Baiat Aqabah dan Hijrahnya para sahabat

Memasuki tahun ke 11 kenabian, Islam mulai tersebar di Madinah ( d/h Yatsrib). Ini berkat kaum Khahraj yang menepati janji mereka terhadap Rasulullah untuk mengajak seluruh saudara dan handai taulan mereka di Madinah untuk memeluk Islam. Tahun berikutnya, yaitu pada tahun 621 M pada musim haji, 12 orang lelaki dari suku Anshar datang menemui Rasulullah di Aqabah. Mereka datang untuk berbaiat (berjanji setia) kepada beliau. Peristiwa ini dikenal dengan nama Baiat Aqabah I atau Baiat Perempuan karena isinya sama dengan baiat yang dilakukan Rasulullah dengan kaum perempuan beberapa tahun kemudian.

“Hai Nabi, apabila datang kepadamu perempuan-perempuan yang beriman untuk mengadakan janji setia, bahwa mereka tidak akan mempersekutukan sesuatupun dengan Allah; tidak akan mencuri, tidak akan berzina, tidak akan membunuh anak-anaknya, tidak akan berbuat dusta yang mereka ada-adakan antara tangan dan kaki mereka dan tidak akan mendurhakaimu dalam urusan yang baik, maka terimalah janji setia mereka dan mohonkanlah ampunan kepada Allah untuk mereka. Sesungguhnya Allah Maha Pengampun lagi Maha Penyayang”.(QS.Al-Mumtahanah(60):12).

“Berbaitlah kepadaku untuk tidak menyekutukan Allah dengan apapun, tidak mencuri, tidak berzina, tidak membunuh anak-anakmu, tidak berdusta untuk menutupi-nutupi apa yang ada di depan atau di belakangmu dan tidak akan membantah perintahku dalam hal kebaikan. Jika kamu memenuhi, pahalanya terserah kepada Allah. Jika kamu melanggar sesesuatu dari janji itu lalu dihukumdi dunia maka hukuman itu merupakan kafarat baginya.  Jika kamu melanggar sesuatu dari janji itu kemudian Allah menutupinya maka urusannya kepada Allah. Bila menghendaki, Allah akan menyiksanya atau memberi ampunan menurut kehendak-Nya”. Ubaidah bin Shamit, sebagai satu diantara 12 lelaki Anshar, mengatakan :“Kami kemudian berbait kepada Rasulullah untuk menepatinya”.

______

Menurut artikel di atas, berapa orang lelaki dari suku Anshar yang menemui Rasulullah di Aqabah pada musim haji tahun 621 M?

______

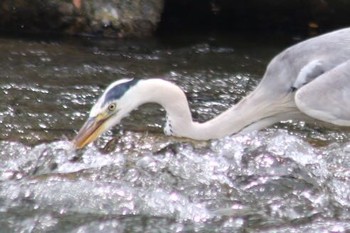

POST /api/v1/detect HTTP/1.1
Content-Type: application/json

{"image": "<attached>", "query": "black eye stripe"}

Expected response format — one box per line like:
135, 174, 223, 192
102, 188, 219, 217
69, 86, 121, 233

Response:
102, 79, 139, 106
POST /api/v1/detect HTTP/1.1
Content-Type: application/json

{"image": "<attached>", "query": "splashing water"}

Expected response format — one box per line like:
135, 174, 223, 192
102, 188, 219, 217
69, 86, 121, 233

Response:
0, 32, 350, 232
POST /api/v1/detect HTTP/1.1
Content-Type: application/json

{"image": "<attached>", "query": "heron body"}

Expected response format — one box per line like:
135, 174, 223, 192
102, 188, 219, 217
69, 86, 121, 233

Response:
73, 28, 350, 148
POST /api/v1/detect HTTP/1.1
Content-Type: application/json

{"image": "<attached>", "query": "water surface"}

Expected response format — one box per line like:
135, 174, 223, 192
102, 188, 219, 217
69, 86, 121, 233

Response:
0, 31, 350, 232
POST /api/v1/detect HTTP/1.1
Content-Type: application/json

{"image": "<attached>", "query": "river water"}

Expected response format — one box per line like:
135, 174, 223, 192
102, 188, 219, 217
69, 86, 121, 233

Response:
0, 31, 350, 232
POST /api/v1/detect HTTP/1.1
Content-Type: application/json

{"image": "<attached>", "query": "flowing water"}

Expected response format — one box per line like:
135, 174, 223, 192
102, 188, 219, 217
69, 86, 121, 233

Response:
0, 31, 350, 232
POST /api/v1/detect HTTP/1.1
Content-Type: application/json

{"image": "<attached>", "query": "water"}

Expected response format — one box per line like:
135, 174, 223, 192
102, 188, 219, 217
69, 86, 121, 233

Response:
0, 31, 350, 232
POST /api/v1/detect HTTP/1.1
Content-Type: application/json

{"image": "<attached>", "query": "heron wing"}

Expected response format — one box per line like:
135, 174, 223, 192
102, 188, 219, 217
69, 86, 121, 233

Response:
295, 60, 350, 126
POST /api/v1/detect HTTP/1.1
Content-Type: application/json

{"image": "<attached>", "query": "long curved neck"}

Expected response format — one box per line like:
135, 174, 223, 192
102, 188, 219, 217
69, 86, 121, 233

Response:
137, 79, 294, 140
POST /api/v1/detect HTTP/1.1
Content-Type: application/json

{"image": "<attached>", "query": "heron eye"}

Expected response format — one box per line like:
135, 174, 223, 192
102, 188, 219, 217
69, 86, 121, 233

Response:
108, 103, 117, 112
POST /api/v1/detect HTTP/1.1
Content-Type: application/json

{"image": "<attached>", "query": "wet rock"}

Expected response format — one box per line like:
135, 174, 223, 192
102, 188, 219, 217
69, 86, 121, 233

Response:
0, 0, 163, 37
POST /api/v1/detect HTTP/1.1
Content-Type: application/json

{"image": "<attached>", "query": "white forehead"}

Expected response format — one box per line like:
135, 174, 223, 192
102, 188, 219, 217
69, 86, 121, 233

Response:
90, 78, 132, 117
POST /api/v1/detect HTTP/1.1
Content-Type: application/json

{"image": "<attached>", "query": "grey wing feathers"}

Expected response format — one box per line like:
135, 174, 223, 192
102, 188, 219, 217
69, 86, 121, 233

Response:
295, 60, 350, 126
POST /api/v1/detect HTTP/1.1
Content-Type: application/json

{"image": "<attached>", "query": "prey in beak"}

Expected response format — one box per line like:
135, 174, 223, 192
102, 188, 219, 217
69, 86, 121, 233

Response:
72, 115, 108, 149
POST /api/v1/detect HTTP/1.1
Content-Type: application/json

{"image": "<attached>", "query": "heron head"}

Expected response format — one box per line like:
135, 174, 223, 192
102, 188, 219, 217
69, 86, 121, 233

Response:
73, 79, 138, 149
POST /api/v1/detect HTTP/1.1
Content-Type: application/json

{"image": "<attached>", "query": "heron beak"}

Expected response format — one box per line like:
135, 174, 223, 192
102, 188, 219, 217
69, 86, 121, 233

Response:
72, 115, 108, 149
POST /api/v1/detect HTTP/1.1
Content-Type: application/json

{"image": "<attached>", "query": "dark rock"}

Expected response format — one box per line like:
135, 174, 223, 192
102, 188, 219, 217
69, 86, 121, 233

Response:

______

Jawaban Tertulis
Dua belas orang lelaki.